PROBLEMS TO WORK ON:
1. Answer these questions from the article on midstream energy ETFs:
(a) What is the ticker symbol of the Alerian Energy Infrastructure ETF?
(b) What share of the midstream universe by market capitalization did MLPs represent in 2015?
(c) What do MLPs profit off, according to the article?
2. Take the article on midstream energy and MLPs further, starting after its last sentence.

TEXT SEGMENT:

This article was originally published on ETFTrends.com.
While oil prices gyrate and some equity-based energy exchange traded funds tumble, the Alerian Energy Infrastructure ETF (ENFR) has been a solid performer in the energy patch this year and much of that bullishness is attributable to midstream exposure.
ENFR acts as a type of hybrid energy infrastructure ETF, which could help investors capture some of the high yields from MLPs but limits the tax hit from solely owning MLPs. Importantly, many midstream MLPs and energy infrastructure companies are working to deleverage their balance sheets.
While midstream players remain important drivers of the MLP investment thesis, this space is changing and investors need to be aware of those shifts.
“The midstream universe has changed noticeably in recent years,” said Alerian in a recent research note. “MLPs represented 64% of the universe by market capitalization in 2015 but comprise 45% of the universe as of June 30, 2019. On the surface, this shift seems fairly drastic. However, if we look at the change in midstream MLP market cap, the decrease is only 13.3% from 2015 to today ($309 billion at the end of 2015 vs. $268 billion).”
A Good Time for the MPL space
With the Federal Reserve easing off interest rate hikes with a more patient stance and crude oil prices surging this year, it may be a good time to look at the MLP space.
MLPs primarily deal with the distribution and storage of energy products, so their business model is less reliant on the commodities market since MLPs profit off the quantity of oil and natural gas they are able to move around. Consequently, MLPs have historically shown a weaker correlation to energy prices over longer periods as MLPs act more like energy toll roads, profiting on the volume of oil moving through their pipelines.

Dataset excerpts:
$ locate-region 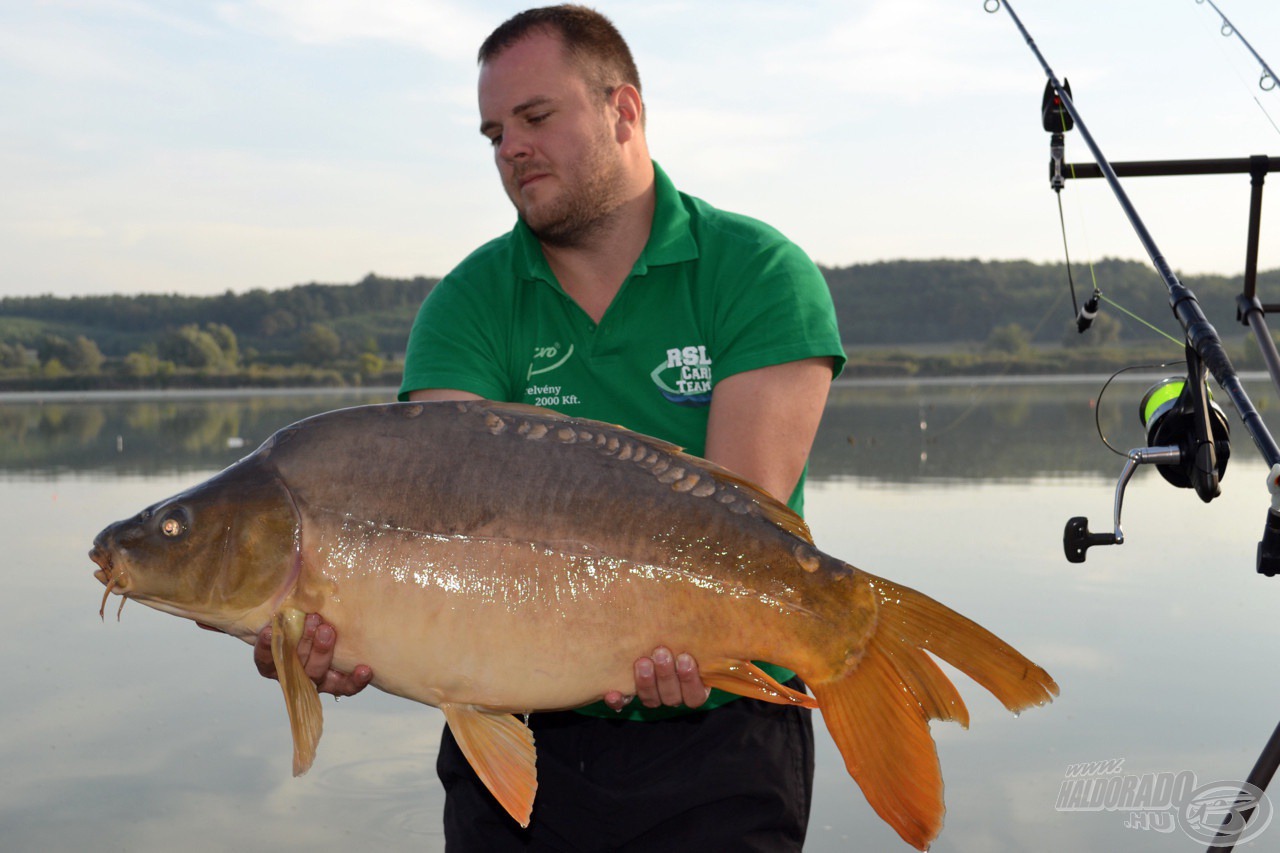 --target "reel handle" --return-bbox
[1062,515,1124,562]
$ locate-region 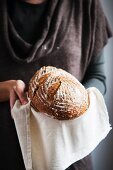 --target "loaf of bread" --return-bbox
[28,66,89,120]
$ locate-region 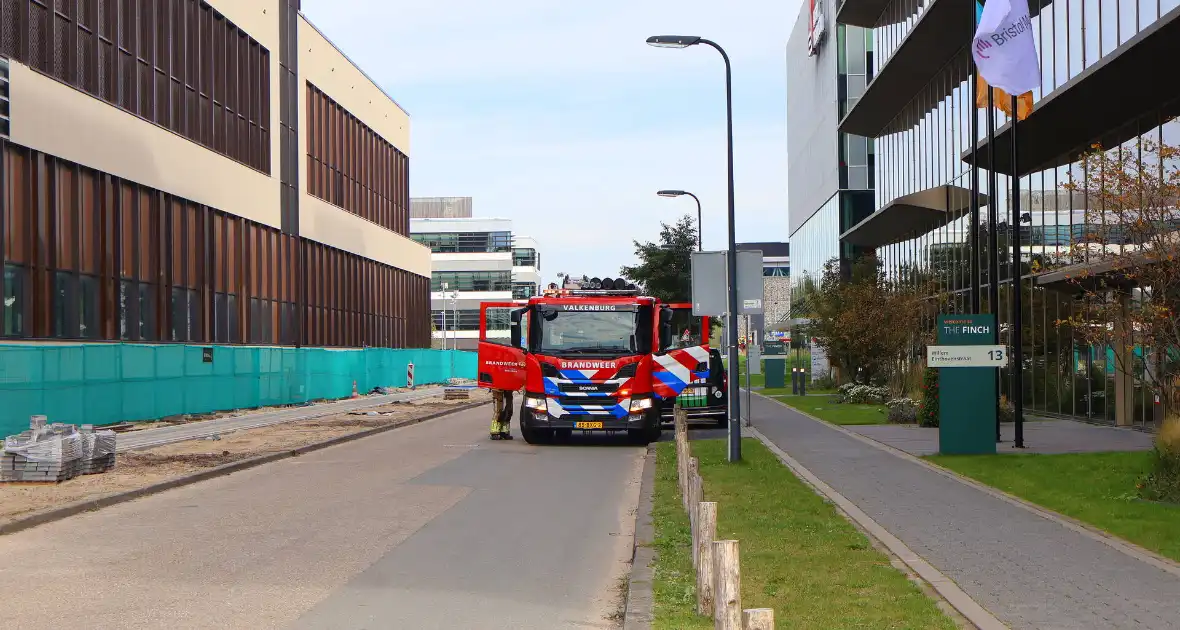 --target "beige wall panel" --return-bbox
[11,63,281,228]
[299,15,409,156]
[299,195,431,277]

ANSWERS BY TASK:
1.
(a) ENFR
(b) 64%
(c) The quantity of oil and natural gas they are able to move around.

2.
“In the past, access products that primarily invested in MLPs provided both yield and broad diversification in one product,” according to Alerian. “As a result of consolidations, MLPs are not as representative as they once were. Consequently, investors must choose what is most important to them when accessing the midstream space.”
Additionally, the midstream space is usually more defensive and less volatile than other energy segments due to steady, reliable cash flows.
“Many investors are using MLPs for income, and an access product that predominately owns MLPs is still the best option for maximizing tax-deferred income,” notes Alerian. “A RIC-compliant fund may be a better fit for investors primarily interested in total return (less focused on income) and broad exposure to the midstream space. As a word of caution, it’s important to make sure the other 75% in a RIC-compliant product provides the exposure investors want.”